-- start Extracted data --

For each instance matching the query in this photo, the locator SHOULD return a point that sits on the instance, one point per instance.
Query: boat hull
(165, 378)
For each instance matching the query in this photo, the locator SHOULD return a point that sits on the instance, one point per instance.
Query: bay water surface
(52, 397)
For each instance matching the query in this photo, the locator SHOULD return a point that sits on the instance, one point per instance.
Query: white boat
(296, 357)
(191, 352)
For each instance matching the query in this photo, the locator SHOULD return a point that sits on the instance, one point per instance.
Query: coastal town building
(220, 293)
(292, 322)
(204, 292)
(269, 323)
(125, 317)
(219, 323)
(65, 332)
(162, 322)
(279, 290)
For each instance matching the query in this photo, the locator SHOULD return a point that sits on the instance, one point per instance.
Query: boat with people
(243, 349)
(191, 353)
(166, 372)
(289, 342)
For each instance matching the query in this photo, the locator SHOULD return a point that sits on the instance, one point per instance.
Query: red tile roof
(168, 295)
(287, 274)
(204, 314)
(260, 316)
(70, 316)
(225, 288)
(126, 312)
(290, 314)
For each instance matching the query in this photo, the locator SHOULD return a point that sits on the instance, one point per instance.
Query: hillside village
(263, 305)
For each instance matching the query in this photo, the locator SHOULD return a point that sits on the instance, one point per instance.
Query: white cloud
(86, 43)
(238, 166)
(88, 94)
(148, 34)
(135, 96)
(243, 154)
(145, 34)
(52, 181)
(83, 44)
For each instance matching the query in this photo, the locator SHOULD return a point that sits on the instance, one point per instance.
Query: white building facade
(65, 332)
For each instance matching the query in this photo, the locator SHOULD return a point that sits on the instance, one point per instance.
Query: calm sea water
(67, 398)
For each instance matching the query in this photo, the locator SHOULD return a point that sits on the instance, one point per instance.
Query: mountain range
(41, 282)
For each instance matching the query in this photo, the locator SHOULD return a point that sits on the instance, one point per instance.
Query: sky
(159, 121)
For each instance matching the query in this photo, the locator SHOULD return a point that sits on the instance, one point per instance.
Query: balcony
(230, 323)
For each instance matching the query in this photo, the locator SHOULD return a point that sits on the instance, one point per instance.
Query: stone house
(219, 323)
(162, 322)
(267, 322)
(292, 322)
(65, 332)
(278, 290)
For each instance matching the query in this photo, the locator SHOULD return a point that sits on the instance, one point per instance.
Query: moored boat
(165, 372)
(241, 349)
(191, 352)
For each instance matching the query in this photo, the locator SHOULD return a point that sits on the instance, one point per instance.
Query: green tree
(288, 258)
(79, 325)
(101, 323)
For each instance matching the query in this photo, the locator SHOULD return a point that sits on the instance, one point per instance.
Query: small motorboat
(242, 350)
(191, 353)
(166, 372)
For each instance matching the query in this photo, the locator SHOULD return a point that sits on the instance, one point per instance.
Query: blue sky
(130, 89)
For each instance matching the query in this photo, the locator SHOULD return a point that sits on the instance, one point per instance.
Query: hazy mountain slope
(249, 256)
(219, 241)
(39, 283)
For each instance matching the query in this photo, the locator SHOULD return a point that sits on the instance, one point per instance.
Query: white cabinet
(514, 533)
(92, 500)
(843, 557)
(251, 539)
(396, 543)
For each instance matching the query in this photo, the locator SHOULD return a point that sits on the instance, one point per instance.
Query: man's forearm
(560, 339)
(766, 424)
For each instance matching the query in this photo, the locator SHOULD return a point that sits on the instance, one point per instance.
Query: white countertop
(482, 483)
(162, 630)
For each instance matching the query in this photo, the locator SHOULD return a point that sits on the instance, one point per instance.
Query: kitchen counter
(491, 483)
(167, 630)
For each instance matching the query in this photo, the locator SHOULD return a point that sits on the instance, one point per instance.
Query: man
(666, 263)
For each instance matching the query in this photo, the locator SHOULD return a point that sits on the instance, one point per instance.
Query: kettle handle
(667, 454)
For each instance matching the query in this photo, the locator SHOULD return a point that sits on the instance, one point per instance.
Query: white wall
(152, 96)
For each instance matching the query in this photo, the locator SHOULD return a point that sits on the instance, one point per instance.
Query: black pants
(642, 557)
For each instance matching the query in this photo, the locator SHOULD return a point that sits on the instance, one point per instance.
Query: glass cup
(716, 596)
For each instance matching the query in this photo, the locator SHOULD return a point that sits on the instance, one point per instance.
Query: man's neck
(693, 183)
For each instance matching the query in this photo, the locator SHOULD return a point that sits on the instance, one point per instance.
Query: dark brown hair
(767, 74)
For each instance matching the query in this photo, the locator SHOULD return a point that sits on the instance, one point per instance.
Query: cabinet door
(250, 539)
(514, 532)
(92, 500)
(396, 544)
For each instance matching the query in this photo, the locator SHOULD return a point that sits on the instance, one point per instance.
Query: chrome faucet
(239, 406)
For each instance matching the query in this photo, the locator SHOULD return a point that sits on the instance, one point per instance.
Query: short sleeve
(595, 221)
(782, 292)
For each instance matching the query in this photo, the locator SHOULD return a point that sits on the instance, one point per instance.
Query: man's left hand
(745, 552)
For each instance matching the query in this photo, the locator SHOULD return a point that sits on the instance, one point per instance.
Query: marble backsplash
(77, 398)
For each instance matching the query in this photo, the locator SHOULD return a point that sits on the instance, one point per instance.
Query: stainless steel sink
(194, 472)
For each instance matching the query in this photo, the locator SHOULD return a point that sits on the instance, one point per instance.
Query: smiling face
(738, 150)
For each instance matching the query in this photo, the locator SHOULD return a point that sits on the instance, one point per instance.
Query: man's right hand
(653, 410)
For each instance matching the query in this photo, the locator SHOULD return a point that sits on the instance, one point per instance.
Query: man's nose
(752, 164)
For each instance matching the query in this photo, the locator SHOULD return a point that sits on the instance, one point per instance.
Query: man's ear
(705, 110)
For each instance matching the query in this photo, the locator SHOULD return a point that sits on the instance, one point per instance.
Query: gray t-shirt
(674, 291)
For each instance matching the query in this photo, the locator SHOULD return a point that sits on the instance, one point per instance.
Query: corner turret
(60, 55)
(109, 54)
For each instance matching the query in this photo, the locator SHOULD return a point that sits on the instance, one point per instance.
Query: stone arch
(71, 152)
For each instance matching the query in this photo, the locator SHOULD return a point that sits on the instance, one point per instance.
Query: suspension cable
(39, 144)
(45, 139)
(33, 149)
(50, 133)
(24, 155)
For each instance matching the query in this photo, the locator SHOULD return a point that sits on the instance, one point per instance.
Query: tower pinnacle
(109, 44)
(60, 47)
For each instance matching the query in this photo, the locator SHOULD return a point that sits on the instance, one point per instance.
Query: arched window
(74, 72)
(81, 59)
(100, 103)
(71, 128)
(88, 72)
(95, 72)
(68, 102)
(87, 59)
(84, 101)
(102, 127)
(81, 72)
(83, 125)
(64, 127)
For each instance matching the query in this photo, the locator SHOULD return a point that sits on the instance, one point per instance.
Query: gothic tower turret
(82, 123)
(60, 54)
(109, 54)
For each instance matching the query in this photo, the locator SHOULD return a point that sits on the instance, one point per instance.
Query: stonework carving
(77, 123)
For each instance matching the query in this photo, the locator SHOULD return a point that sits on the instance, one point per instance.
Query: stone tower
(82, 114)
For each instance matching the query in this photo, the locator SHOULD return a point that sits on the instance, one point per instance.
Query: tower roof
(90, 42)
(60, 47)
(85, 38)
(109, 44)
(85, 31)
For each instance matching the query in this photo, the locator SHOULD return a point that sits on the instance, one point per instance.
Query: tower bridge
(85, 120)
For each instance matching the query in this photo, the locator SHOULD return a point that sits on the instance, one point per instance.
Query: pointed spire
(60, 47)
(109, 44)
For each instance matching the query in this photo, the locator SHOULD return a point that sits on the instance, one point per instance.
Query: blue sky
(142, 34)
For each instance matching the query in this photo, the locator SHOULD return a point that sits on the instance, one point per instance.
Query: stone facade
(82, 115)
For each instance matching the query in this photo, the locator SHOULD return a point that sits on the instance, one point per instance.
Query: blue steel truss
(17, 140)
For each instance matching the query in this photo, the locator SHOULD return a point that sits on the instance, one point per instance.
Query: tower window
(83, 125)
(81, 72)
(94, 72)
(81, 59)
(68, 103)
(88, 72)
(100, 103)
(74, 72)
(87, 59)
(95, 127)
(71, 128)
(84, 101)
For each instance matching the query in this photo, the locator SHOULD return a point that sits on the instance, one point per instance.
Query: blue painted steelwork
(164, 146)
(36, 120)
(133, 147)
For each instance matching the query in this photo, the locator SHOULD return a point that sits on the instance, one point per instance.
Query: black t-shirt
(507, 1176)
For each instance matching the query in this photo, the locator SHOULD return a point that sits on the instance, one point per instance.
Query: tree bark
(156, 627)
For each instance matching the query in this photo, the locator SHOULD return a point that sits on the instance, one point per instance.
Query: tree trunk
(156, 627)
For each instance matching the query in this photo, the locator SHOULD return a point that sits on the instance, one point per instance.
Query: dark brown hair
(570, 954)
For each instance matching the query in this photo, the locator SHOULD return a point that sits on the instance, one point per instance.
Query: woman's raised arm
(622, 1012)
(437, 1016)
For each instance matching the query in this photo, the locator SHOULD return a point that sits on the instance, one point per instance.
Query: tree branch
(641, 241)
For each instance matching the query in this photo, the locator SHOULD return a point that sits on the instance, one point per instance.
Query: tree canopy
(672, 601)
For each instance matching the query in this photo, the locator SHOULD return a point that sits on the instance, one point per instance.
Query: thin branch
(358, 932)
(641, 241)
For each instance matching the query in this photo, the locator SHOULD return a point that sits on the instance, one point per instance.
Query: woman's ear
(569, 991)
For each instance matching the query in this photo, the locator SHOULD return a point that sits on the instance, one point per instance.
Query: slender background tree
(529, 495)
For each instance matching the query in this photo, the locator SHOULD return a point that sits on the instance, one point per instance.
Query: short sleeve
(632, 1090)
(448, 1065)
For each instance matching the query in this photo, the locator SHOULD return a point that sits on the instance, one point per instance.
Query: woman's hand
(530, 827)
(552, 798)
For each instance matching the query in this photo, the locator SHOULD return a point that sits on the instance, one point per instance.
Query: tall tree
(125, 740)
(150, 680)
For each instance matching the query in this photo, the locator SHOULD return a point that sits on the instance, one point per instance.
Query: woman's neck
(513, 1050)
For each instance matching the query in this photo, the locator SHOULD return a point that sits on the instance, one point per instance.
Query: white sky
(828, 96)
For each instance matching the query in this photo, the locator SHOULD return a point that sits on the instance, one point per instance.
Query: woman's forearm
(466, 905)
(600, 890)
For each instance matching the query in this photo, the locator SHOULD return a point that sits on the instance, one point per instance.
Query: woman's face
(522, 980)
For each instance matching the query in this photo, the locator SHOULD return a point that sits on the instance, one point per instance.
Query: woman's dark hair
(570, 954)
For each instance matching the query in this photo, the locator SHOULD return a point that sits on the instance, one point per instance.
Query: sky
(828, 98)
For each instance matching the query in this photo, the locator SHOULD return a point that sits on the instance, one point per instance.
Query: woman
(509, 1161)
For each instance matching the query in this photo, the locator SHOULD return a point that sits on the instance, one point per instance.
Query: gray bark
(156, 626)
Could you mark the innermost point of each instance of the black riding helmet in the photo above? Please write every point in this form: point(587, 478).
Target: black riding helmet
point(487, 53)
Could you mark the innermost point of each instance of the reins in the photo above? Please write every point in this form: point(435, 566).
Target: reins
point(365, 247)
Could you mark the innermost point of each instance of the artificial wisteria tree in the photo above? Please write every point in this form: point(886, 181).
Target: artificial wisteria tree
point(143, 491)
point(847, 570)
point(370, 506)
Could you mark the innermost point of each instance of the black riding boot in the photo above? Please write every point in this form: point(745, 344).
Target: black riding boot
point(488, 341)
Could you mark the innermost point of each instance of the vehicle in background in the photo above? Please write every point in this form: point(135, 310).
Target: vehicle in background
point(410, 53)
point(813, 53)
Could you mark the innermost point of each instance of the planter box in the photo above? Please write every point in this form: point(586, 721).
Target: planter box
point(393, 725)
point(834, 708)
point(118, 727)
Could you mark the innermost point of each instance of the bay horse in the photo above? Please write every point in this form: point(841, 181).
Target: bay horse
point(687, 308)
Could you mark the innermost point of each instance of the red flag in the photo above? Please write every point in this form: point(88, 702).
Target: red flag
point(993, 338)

-- end Extracted data --

§ What you are asked to do
Output, unchanged, the lines from the line with "form: point(587, 478)." through the final line of the material.

§ Task answer
Could you mark the innermost point of each instance of the black riding helmet in the photo above? Please write every point in this form: point(587, 478).
Target: black riding helmet
point(487, 53)
Could you mark the innermost point of each instance of the reins in the photo above? Please write every point in this form: point(435, 566).
Target: reins
point(365, 247)
Could you mark the innermost point of each instance of the artificial wisteria tree in the photo above? Please write every point in this form: point(886, 181).
Target: artificial wisteria tree
point(143, 491)
point(847, 570)
point(370, 506)
Could you mark the innermost point of each instance of the black riding boot in the photo above? Please write every point in this form: point(745, 344).
Target: black riding boot
point(488, 341)
Could you mark the innermost point of each instance of the vehicle in background in the photo above? Please write every point in this form: point(135, 310).
Target: vehicle in background
point(410, 53)
point(813, 53)
Could you mark the innermost point of each instance of the planter box in the photo above? Please write every point in this form: point(586, 721).
Target: planter box
point(393, 725)
point(834, 708)
point(118, 727)
Could you mark the innermost point of each instance of the bay horse in the photo above? Please write every point in this form: point(841, 181).
Target: bay horse
point(687, 308)
Could you mark the innermost point of each instance of the red flag in the photo above? Please write every point in this form: point(88, 702).
Target: red flag
point(993, 338)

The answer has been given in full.